### REQUIREMENT
The full set of entries below must be returned exactly as shown.

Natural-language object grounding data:
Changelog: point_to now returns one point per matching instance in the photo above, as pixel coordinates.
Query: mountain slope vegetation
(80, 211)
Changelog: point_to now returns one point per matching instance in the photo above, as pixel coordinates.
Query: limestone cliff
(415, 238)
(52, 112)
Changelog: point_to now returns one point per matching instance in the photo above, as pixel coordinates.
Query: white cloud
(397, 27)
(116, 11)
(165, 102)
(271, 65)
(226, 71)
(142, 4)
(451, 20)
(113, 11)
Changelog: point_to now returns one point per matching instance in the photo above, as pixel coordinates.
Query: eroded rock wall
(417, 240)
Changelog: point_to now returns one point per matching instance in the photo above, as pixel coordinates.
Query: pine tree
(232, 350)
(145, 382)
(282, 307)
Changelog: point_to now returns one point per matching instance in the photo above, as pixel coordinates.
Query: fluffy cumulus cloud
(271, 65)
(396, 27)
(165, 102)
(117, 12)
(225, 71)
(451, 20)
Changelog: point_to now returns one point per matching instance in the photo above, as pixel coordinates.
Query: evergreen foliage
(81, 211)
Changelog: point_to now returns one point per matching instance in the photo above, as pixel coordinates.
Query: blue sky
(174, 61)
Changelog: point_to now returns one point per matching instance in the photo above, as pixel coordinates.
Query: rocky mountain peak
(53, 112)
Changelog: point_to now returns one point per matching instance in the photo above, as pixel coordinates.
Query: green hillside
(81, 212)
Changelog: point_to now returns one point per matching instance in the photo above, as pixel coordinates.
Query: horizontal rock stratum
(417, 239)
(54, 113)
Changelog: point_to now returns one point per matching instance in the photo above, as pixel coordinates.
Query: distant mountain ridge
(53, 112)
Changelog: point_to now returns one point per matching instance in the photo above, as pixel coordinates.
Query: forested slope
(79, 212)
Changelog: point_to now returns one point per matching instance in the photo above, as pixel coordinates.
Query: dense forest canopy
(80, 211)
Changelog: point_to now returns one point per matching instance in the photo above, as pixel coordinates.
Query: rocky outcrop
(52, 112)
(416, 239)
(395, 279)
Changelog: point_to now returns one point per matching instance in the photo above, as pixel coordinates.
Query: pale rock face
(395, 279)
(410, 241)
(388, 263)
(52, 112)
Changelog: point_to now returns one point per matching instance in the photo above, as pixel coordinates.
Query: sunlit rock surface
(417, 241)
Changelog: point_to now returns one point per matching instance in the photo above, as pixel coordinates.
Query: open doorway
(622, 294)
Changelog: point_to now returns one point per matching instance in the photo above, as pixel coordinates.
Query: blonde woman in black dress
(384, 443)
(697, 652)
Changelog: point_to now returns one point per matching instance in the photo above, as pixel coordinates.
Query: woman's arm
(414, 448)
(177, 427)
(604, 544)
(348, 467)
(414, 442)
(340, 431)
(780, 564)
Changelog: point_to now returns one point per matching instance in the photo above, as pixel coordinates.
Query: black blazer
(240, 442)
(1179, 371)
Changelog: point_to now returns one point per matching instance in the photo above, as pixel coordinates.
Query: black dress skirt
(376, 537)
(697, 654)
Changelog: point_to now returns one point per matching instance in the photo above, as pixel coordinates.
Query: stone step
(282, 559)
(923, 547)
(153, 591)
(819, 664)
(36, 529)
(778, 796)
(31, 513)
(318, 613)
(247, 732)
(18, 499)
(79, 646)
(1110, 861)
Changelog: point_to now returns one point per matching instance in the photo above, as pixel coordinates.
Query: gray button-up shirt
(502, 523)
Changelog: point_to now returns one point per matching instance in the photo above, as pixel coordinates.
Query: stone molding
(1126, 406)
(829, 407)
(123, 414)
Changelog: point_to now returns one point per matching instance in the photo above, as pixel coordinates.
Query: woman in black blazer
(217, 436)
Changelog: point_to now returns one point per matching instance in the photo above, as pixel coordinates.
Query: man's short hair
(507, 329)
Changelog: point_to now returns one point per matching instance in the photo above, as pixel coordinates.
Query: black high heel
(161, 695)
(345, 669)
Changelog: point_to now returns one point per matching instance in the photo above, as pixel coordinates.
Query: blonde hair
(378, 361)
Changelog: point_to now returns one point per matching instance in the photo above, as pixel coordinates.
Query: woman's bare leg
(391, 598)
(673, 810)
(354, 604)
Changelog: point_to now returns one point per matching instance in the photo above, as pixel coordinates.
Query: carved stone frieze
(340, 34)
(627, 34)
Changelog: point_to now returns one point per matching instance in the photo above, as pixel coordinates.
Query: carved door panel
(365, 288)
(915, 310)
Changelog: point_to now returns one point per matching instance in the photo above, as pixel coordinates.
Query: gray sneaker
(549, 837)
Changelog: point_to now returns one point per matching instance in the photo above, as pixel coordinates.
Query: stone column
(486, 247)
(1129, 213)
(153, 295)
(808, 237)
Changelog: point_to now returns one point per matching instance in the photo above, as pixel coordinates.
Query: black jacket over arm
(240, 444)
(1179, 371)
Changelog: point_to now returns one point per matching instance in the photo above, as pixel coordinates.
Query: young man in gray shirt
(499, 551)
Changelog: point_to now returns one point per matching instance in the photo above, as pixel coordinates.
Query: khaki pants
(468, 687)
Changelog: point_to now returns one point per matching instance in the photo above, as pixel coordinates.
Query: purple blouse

### COMPLETED TASK
Changelog: point_to now returns one point per matching instance in the photo above, as pixel coordinates.
Query: mountain slope vegetation
(80, 211)
Changelog: point_to now returns one point per matching instance in the photo above, as pixel coordinates.
Query: limestone cliff
(415, 238)
(52, 112)
Changelog: point_to now returns one point per matching instance in the photo above, as pixel coordinates.
Query: white cloud
(397, 27)
(116, 11)
(165, 102)
(271, 65)
(226, 71)
(142, 4)
(451, 20)
(113, 11)
Changelog: point_to now returns one point per matching instance in the photo above, as pixel coordinates.
Query: eroded rock wall
(417, 240)
Changelog: point_to now returns one point per matching instance in the photo above, as pixel coordinates.
Query: pine tree
(232, 350)
(145, 382)
(282, 307)
Changelog: point_to now returns one point per matching instance in the photo above, as pixel coordinates.
Query: fluffy cumulus cloud
(271, 65)
(396, 27)
(165, 102)
(117, 12)
(225, 71)
(451, 20)
Changelog: point_to now returns one point per matching instance in the photo above, as pixel coordinates.
Query: evergreen foliage
(81, 211)
Changelog: point_to now returns one point per matching instance in the photo above, as pixel coordinates.
Query: blue sky
(174, 61)
Changelog: point_to now returns one point per matching instance in the photo above, as pixel coordinates.
Query: rocky mountain peak
(53, 112)
Changelog: point_to now returns one point per matching instance in the photo above, as pixel coordinates.
Query: green hillside
(81, 212)
Changelog: point_to now returns one point per matching instance in the photo above, as pixel coordinates.
Query: horizontal rock stratum
(417, 239)
(54, 113)
Changelog: point_to now returns one point per matching instance in the photo above, as pixel coordinates.
Query: distant mountain ridge
(53, 112)
Changelog: point_to now returns one point per matching instance in the photo above, as pixel coordinates.
Query: forested slope
(79, 212)
Changelog: point_to now returns one point per matching instance in the photo above, as pixel coordinates.
Query: dense forest canopy
(80, 211)
Changelog: point_to now returns one point per matching instance in the photo above, as pixel coordinates.
Query: rocky outcrop
(52, 112)
(416, 239)
(395, 279)
Changelog: point_to now returns one point per matching instance in the photo above, as pixel coordinates.
Query: pale rock face
(395, 279)
(410, 241)
(388, 263)
(52, 112)
Changelog: point_to now returns one point per matching instance in the photo above, as pixel coordinates.
Query: sunlit rock surface
(417, 241)
Changelog: point_to now returns one point per matching instance in the photo above, as pixel coordinates.
Query: open doorway
(622, 294)
Changelog: point_to now returns one point per matching instance in the photo above, as pixel coordinates.
Query: blonde woman in black dress
(384, 443)
(697, 652)
Changelog: point_to now returns one point per matching instance in the photo above, as pixel coordinates.
Query: woman's arm
(414, 448)
(177, 427)
(604, 544)
(348, 467)
(414, 442)
(340, 431)
(780, 564)
Changelog: point_to now returns one point per matching instance in the photo above, as pixel coordinates.
Query: black blazer
(240, 442)
(1179, 371)
Changelog: point_to now returns one point per matching instance in the photo above, as pixel coordinates.
Query: black dress skirt
(376, 537)
(697, 654)
Changelog: point_to now returns one point per matching instance in the photo above, as pixel coordinates.
Query: stone step
(282, 559)
(923, 547)
(153, 591)
(819, 664)
(36, 529)
(778, 796)
(31, 513)
(318, 613)
(247, 732)
(18, 499)
(79, 646)
(1110, 861)
Changelog: point_to now returns one point per matching instance in the photo above, as pixel coordinates.
Query: gray button-up shirt
(502, 523)
Changelog: point_to now returns one point per matching instance in the photo above, as pixel coordinates.
Query: stone molding
(1126, 406)
(829, 407)
(123, 414)
Changelog: point_to now returns one point per matching instance in the photo above, as pixel coordinates.
Query: woman in black blazer
(217, 436)
Changelog: point_to now returns one point per matching instance in the photo above, as pixel coordinates.
Query: man's short hair
(507, 329)
Changelog: point_to now returns one point per matching instance in the photo above, as pixel coordinates.
Query: black high heel
(161, 695)
(345, 669)
Changelog: point_to now returns one point per matching instance in the photo above, as pixel coordinates.
Query: blonde hair
(378, 361)
Changelog: point_to now returns one point per matching instance in the photo above, as pixel coordinates.
Query: woman's bare leg
(391, 598)
(673, 810)
(354, 604)
Changelog: point_to now returns one point per matching instance in the photo above, as pixel coordinates.
Query: carved stone frieze
(340, 34)
(627, 34)
Changelog: point_to now returns one point per matching instance in the photo above, as pixel coordinates.
Query: carved door panel
(365, 288)
(915, 310)
Changelog: point_to now returns one point per matching instance in the photo above, as pixel coordinates.
Query: gray sneaker
(549, 837)
Changelog: point_to now returns one point per matching instance in the photo above, as pixel coordinates.
Query: stone column
(486, 247)
(1129, 213)
(153, 295)
(808, 237)
Changelog: point_to now returns one point per matching instance in the photo above, as pixel coordinates.
Query: black jacket over arm
(240, 444)
(1179, 371)
Changelog: point_to now returns one point per matching instance in the photo above, as pixel coordinates.
Query: young man in gray shirt
(499, 551)
Changelog: point_to now returns one point per matching instance in the photo above, as pixel coordinates.
Query: khaki pants
(468, 687)
Changelog: point_to now returns one point per matching instance in the photo above, as pixel coordinates.
Query: purple blouse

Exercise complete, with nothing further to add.